[start SOURCE EXCERPT]
Re: Good tutorial on setting up a grid/cluster using fedora

Wednesday, 2 April 2014

On Wed, 2 Apr 2014, Greg Woods wrote:

...

 My experience says there isn't. Granted I am not an expert in parallel
 computing, but I work for a supercomputing site. About 15 years ago,
 high performance computing hit the wall with regard to how fast a single
 processor can be. We had CRAY computers that used vector processing;
 that means executing the same instructions on a range of memory words at
 the same time in one instruction cycle. This means that code like

 for i = 1,100 do
 a[i]=a[i]*2
 done

 would execute at the same speed as "x=x*2" (in this admittedly trivial
 example, you get a factor of 100 speedup).  That was a lot easier to
 program for than multiprocessing, but even that required careful
 attention when writing code so that it would vectorize and get the
 performance boost.
[end SOURCE EXCERPT]
[start RECORD EXCERPTS]
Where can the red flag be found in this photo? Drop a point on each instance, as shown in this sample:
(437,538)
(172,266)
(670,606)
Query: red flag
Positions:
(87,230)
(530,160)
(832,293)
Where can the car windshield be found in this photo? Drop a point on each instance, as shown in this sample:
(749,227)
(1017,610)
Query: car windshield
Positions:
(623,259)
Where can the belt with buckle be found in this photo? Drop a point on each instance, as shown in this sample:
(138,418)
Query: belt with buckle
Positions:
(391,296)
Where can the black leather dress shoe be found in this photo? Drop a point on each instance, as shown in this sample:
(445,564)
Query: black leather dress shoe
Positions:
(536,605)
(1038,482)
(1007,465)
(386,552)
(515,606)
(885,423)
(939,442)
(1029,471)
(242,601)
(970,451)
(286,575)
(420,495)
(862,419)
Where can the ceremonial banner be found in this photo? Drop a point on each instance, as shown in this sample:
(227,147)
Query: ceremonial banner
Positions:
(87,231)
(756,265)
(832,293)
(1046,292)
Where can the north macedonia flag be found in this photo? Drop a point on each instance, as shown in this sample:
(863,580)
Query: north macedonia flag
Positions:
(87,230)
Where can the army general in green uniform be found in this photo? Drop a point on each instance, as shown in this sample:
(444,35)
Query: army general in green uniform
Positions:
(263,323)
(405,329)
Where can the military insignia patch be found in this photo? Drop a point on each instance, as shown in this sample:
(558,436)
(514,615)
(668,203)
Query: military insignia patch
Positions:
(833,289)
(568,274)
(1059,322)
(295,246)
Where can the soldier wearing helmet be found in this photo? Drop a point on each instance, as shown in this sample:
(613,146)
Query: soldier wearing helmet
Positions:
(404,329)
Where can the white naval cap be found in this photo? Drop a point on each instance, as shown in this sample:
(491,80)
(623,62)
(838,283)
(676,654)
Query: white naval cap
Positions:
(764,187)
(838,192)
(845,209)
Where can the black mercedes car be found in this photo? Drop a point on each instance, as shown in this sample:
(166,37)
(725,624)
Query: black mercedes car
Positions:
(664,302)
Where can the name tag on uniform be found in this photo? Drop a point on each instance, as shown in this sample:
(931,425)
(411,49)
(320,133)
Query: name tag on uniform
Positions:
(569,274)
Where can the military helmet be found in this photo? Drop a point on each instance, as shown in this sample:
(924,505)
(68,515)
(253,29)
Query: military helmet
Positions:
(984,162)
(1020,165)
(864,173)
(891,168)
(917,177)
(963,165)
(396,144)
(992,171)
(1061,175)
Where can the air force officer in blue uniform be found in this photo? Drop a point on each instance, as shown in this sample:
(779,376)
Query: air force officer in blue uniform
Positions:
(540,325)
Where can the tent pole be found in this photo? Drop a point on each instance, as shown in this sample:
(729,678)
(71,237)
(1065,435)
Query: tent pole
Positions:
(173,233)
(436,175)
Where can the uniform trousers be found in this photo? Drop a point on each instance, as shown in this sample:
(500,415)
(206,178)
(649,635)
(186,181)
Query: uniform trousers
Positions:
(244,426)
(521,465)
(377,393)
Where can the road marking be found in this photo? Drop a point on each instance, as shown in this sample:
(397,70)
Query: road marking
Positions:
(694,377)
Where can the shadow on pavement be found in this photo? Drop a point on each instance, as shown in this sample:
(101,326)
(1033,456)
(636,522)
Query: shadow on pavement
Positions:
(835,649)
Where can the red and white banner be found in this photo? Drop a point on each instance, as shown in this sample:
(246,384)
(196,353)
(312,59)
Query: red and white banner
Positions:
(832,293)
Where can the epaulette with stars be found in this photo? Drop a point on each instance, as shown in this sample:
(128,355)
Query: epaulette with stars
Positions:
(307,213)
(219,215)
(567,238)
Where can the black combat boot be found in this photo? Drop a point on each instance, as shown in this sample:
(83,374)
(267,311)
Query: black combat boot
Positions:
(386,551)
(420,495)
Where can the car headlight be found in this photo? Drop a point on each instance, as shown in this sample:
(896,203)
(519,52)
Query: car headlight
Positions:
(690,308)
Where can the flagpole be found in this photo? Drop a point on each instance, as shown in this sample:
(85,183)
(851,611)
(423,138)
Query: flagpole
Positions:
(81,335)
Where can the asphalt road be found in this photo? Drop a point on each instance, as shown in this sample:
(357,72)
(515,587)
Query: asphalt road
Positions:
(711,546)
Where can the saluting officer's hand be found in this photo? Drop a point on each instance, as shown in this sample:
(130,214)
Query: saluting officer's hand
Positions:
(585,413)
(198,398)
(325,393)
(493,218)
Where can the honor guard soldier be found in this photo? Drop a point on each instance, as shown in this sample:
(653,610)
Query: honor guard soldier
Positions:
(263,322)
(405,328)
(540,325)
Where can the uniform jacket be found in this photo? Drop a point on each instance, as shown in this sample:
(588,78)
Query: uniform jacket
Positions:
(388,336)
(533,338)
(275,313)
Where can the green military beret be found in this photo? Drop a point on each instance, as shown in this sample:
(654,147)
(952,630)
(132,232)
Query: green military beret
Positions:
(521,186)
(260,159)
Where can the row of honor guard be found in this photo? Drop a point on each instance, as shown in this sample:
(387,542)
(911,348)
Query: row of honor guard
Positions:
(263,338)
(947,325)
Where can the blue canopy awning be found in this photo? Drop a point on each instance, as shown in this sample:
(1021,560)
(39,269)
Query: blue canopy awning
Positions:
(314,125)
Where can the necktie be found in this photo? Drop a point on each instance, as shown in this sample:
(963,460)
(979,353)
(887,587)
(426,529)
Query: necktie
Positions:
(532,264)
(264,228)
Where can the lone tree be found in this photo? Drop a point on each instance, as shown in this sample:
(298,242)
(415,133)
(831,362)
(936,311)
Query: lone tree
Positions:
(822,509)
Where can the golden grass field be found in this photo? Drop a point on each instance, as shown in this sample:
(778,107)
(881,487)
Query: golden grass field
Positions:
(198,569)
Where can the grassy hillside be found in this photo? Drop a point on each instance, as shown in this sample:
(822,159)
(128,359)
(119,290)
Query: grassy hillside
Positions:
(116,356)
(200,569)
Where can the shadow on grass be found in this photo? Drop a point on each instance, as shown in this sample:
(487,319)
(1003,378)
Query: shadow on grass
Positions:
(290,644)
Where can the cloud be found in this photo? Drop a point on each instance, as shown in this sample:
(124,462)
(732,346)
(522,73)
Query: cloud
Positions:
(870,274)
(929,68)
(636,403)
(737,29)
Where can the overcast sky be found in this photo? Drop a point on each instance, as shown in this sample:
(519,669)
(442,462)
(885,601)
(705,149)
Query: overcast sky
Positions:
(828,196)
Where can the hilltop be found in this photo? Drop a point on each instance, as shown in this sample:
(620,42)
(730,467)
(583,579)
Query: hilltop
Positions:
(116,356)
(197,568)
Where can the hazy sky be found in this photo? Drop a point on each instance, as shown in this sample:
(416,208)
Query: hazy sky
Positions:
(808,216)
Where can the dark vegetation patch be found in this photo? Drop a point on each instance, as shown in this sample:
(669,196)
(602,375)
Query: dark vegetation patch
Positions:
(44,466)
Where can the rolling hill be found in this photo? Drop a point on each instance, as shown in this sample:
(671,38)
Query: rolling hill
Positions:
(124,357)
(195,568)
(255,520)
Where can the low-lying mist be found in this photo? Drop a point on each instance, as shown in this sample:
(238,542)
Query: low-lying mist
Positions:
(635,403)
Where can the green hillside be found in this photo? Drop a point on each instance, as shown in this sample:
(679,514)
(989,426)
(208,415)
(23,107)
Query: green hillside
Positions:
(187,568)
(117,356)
[end RECORD EXCERPTS]
_TASKS TO PERFORM_.
#1 Rewrite the forum post from "would execute at" to "performance boost.", replacing "multiprocessing" with "parallel processing".
#2 Using the forum post, decide whether each statement agrees with it, and answer yes or no, quoting the words that settle it: (a) The CRAY computers used vector processing. (b) The writer claims to be an expert in parallel computing. (c) Code written for vector processing gained its speed without any special care.

_ANSWERS FOR THE TASKS_.
#1
would execute at the same speed as "x=x*2" (in this admittedly trivial
 example, you get a factor of 100 speedup).  That was a lot easier to
 program for than parallel processing, but even that required careful
 attention when writing code so that it would vectorize and get the
 performance boost.

#2
(a) Yes: "We had CRAY computers that used vector processing"
(b) No: "Granted I am not an expert in parallel computing"
(c) No: "even that required careful attention when writing code so that it would vectorize and get the performance boost"